### Goal of the exercise
Please print the listing below word for word, leaving out the pictures.

BEGIN

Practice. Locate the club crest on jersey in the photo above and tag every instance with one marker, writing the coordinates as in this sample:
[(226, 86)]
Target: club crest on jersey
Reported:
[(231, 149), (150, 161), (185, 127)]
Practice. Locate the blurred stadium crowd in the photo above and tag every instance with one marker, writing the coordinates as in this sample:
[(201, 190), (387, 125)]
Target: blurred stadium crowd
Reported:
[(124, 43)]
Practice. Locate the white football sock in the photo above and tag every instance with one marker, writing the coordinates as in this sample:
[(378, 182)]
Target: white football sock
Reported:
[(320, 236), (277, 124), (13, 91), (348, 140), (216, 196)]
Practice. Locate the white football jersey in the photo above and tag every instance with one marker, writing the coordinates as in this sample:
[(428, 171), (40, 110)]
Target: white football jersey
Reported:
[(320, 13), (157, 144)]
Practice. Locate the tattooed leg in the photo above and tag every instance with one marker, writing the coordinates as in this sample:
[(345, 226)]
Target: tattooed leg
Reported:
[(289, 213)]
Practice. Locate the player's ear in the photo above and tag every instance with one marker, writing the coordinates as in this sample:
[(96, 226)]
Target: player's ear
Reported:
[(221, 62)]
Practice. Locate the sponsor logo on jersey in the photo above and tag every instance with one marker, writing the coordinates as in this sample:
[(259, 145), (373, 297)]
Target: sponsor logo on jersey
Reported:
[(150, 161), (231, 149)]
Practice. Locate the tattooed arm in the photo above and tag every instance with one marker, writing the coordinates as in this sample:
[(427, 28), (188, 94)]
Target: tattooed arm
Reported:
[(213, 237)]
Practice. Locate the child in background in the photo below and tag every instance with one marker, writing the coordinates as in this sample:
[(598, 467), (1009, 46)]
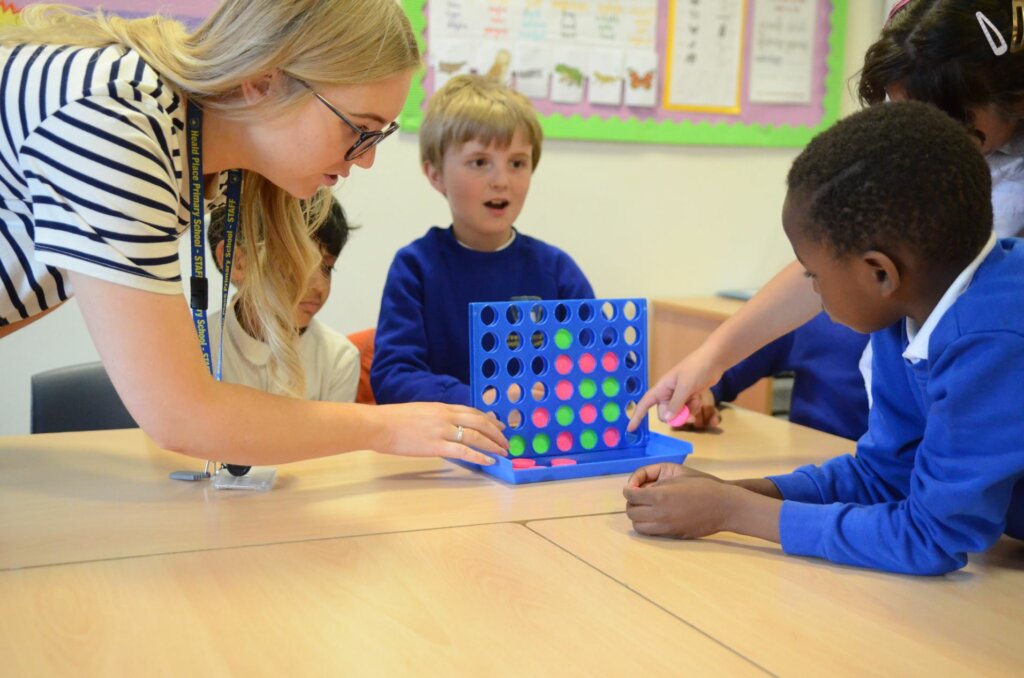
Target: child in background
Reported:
[(956, 54), (479, 145), (330, 361), (828, 390), (899, 249)]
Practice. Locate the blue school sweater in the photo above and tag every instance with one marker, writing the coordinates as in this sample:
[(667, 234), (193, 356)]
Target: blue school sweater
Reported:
[(938, 475), (827, 388), (422, 344)]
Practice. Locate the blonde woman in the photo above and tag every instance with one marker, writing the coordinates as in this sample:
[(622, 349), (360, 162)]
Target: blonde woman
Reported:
[(95, 192)]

END

### Completed task
Practice. Locate the club crest on jersey in the photo above and tag every instance with one marker, writing the coordinates as in this sample:
[(226, 86)]
Target: club crest on jersey
Reported:
[(231, 149), (150, 161), (185, 127)]
Practice. Locate the blurred stadium crowd in the photo above and tag every instance with one marker, writing the coordinates as in this sample:
[(201, 190), (387, 125)]
Target: blurred stadium crowd
Reported:
[(124, 43)]
Practice. Locate the white football sock in the photo above and tag every instance with one marker, writing the coordinates as in this sample:
[(378, 182)]
Target: white football sock
Reported:
[(320, 236), (277, 124), (13, 91), (348, 140), (216, 196)]
Practice. Locate the white football jersey in the photo above and tag every instance with one marker, writing the coordinates as in this sample:
[(428, 171), (40, 110)]
Target: white football jersey
Reported:
[(320, 13), (157, 144)]
Practice. Locate the tattooed leg in the photo above and tag every instance with one marker, writing the coordinates as in this sample:
[(345, 226)]
Target: tattooed leg
Reported:
[(289, 213)]
Practice. Locate the player's ear in the photo above and tag every instance with one marker, writing the coordinates as in this sample:
[(96, 226)]
Target: player's ear
Reported:
[(221, 62)]
Practice. Locate the sponsor logo on jersey in the photo above and tag every instance with one marker, writing the coordinates as in this sample:
[(259, 145), (373, 297)]
Target: sponsor logo on jersey
Reported:
[(150, 161), (231, 149)]
Practice. Locate the tattooed arm in the photo above and tag every instance with one marker, writing the coordinates as in this sample:
[(427, 28), (188, 94)]
Target: tattooed arm
Reported:
[(213, 237)]
Practice. Locate the child in background in the photo below and tag every instance with one marker, writing the coordinates as in this sample:
[(598, 467), (1009, 46)]
Target: child in background
Reported:
[(956, 54), (479, 145), (330, 361), (828, 390), (899, 249)]
Practice. Locate the blue school sweater in the photo above and tag every instance with one marker, writing the coordinates as in this sample:
[(667, 234), (193, 356)]
Target: blue school sweater
Reported:
[(938, 475), (827, 388), (422, 344)]
Practice. Locate the blonde woman in the photo above and tag every instance with one marker, writing the coordinates as in this sample:
[(622, 349), (360, 162)]
Target: blonde woman
Reported:
[(95, 192)]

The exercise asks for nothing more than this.